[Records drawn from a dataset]
>>>
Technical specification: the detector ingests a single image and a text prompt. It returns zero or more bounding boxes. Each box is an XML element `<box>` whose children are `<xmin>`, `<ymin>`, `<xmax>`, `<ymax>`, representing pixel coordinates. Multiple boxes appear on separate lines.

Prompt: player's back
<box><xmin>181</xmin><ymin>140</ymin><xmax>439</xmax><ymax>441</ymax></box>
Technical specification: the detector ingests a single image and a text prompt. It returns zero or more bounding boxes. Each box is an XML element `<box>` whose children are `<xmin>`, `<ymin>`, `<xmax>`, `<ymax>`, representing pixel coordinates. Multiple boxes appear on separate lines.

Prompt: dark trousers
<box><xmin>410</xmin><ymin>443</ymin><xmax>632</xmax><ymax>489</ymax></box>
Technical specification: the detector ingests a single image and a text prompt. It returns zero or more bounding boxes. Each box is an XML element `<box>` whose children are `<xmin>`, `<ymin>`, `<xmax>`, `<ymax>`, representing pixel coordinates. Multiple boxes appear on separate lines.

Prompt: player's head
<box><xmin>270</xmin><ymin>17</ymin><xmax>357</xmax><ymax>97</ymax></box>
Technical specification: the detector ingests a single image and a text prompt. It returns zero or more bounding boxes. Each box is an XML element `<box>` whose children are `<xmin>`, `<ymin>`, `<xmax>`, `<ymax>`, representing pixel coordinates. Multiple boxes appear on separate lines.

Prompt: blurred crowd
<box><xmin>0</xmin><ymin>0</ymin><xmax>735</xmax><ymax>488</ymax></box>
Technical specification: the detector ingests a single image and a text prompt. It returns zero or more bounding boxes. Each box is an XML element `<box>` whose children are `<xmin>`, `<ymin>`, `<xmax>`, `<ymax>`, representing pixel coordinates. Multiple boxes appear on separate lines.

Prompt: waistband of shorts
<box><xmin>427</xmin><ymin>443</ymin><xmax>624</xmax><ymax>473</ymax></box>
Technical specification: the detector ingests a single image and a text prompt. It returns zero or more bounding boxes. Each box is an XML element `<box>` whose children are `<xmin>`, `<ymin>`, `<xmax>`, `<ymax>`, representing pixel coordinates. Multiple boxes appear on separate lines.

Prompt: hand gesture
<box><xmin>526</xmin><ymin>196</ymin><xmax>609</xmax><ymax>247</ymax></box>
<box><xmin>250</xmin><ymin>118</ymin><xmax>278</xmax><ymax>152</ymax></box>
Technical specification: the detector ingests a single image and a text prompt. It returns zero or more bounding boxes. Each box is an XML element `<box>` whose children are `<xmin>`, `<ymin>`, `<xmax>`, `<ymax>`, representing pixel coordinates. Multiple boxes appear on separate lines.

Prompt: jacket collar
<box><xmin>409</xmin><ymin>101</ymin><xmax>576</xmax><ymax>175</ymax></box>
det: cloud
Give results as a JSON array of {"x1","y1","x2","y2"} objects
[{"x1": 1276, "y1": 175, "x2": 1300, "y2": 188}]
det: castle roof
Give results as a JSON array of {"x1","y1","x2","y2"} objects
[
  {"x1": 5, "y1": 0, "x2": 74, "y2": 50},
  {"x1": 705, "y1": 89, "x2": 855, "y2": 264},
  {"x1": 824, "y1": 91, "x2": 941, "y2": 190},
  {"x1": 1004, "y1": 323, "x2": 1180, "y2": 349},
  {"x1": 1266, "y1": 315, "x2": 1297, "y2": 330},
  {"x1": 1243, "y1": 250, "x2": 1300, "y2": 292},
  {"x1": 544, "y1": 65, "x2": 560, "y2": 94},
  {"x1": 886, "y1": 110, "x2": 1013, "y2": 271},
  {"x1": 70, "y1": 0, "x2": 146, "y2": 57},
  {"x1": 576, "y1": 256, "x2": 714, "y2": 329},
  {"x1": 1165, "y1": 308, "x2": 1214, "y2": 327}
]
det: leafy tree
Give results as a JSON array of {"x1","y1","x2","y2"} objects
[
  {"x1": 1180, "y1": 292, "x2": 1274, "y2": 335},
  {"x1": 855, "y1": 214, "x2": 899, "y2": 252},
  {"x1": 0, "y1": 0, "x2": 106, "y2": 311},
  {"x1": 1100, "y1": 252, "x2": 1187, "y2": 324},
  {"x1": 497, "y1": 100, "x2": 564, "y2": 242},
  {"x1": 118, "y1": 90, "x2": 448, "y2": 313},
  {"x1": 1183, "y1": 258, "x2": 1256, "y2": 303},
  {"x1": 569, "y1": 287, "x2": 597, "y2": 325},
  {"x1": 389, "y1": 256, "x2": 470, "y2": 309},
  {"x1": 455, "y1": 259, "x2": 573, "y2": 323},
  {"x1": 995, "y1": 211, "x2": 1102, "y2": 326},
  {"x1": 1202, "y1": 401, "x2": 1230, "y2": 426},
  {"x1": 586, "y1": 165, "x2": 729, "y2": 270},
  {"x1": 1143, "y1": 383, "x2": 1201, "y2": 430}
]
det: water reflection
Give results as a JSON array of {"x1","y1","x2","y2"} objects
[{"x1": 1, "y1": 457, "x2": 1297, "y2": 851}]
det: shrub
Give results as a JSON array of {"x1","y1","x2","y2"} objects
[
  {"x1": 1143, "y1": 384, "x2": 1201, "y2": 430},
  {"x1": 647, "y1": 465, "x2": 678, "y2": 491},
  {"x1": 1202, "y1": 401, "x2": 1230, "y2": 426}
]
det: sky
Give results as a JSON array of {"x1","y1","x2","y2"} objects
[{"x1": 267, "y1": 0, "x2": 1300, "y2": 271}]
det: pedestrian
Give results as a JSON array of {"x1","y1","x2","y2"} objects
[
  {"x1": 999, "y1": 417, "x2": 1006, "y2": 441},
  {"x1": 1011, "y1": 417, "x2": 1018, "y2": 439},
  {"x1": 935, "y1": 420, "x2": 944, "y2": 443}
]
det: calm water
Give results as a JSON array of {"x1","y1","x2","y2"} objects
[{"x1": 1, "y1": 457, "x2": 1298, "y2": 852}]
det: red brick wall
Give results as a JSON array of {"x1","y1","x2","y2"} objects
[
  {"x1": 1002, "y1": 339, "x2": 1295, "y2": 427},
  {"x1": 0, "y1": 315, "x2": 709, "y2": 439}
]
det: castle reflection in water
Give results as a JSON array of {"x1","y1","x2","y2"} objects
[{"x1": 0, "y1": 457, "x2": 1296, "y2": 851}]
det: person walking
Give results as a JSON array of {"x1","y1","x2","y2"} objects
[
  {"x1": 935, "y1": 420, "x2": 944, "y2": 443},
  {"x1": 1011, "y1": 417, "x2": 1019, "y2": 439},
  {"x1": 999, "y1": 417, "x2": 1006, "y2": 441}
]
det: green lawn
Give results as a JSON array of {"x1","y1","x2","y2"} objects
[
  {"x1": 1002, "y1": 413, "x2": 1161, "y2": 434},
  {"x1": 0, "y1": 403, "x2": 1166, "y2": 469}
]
<<<
> Problem details
Which lines in the records above include the word "water"? Copy them out.

> Completed task
det: water reflection
det: calm water
det: castle reflection in water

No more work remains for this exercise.